**WHAT TO WORK ON:** Put the lines of the listing below into a numbered list, starting at the line that contains "negative clicks: (25, 108) (3, 46)" and ending at the last line of the listing. Leave out any blank lines.

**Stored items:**
+++
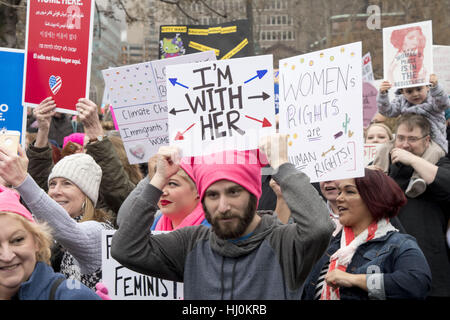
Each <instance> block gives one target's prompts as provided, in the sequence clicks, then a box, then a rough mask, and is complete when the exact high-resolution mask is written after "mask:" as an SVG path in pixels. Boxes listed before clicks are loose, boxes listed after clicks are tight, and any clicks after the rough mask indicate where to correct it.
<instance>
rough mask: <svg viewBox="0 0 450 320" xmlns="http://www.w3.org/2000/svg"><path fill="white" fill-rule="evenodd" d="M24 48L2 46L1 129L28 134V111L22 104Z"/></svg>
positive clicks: (24, 139) (0, 54)
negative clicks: (25, 108) (3, 46)
mask: <svg viewBox="0 0 450 320" xmlns="http://www.w3.org/2000/svg"><path fill="white" fill-rule="evenodd" d="M24 52H25V51H24V50H18V49H10V48H0V74H1V75H2V76H1V77H0V88H1V90H0V129H3V128H6V129H7V130H15V131H19V132H20V141H21V144H22V146H23V145H24V141H25V134H26V119H27V115H26V111H25V110H24V108H23V106H22V86H23V62H24V56H25V53H24Z"/></svg>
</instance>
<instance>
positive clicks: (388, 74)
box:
+++
**YOUR SOLUTION:**
1. negative clicks: (25, 108) (3, 46)
2. mask: <svg viewBox="0 0 450 320" xmlns="http://www.w3.org/2000/svg"><path fill="white" fill-rule="evenodd" d="M24 52H25V51H24V50H18V49H10V48H0V74H1V75H2V76H1V77H0V88H1V90H0V129H3V128H6V129H7V130H15V131H19V132H20V141H21V144H22V146H23V145H24V141H25V134H26V119H27V115H26V111H25V110H24V108H23V106H22V86H23V62H24V56H25V53H24Z"/></svg>
3. </instance>
4. <instance>
5. positive clicks: (388, 74)
6. box:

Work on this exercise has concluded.